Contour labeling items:

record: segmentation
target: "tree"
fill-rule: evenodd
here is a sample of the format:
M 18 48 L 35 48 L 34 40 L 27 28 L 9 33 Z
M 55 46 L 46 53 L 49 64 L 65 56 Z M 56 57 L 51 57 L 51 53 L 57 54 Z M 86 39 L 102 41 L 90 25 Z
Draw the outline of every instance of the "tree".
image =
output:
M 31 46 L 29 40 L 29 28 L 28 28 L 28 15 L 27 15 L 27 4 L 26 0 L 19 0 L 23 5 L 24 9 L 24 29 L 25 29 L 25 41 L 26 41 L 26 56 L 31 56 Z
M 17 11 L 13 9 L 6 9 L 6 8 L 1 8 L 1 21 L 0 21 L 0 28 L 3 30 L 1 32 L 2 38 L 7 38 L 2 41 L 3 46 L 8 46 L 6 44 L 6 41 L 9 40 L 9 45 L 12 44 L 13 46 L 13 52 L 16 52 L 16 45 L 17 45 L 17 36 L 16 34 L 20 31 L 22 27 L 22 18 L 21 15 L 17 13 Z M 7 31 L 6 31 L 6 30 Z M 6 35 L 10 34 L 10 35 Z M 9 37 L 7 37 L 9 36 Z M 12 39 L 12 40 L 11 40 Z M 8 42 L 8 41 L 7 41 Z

▶ _Exercise goal_: Pick out every line above that contains the string "tree", with case counting, and copy each one in full.

▶ _Final result_:
target: "tree"
Draw the outline of every instance of the "tree".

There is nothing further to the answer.